→ Your task
Which lines of the records contain "instance"? Collect every one of them.

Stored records
───

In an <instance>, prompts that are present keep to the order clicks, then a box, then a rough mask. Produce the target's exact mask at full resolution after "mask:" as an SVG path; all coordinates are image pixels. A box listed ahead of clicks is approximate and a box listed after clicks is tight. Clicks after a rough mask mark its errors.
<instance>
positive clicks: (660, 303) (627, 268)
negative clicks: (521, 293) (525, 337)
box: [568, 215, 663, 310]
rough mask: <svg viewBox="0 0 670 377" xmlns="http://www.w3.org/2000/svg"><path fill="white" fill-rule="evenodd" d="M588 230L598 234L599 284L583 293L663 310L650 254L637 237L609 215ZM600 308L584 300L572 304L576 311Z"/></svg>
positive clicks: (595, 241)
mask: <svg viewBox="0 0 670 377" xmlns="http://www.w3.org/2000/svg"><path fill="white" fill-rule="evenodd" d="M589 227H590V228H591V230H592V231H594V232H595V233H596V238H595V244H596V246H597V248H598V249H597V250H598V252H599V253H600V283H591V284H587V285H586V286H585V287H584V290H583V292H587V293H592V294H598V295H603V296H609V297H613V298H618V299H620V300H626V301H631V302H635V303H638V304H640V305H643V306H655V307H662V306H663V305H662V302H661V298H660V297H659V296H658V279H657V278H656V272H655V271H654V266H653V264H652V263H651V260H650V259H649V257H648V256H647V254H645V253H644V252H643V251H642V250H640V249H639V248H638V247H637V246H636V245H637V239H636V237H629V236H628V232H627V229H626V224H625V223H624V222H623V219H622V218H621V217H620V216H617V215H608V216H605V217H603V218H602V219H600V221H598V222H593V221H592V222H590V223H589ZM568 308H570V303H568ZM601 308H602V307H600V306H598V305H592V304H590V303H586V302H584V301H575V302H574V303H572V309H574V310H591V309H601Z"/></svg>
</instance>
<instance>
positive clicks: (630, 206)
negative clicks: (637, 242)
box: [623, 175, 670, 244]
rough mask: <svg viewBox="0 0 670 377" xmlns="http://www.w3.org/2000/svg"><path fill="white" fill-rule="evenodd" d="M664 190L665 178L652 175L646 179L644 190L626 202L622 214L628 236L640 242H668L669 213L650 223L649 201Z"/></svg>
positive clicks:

───

→ Answer area
In an <instance>, prompts that are present keep to the order clicks, then a box, then a rough mask. Produce the target's exact mask at full resolution after "mask:" as an SVG path; all coordinates are image pixels. A box listed ahead of clicks is approximate and a box listed after clicks is tight. Clicks after a rough mask mark its errors.
<instance>
</instance>
<instance>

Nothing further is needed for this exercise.